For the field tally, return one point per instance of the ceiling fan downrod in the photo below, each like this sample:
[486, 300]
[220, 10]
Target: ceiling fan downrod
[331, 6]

····················

**PROBLEM STATEMENT**: Word for word, return all of the records.

**TASK SOLUTION**:
For the field tally, return one point per instance of the ceiling fan downrod in the photo below, each like this sample:
[486, 300]
[220, 10]
Target: ceiling fan downrod
[331, 6]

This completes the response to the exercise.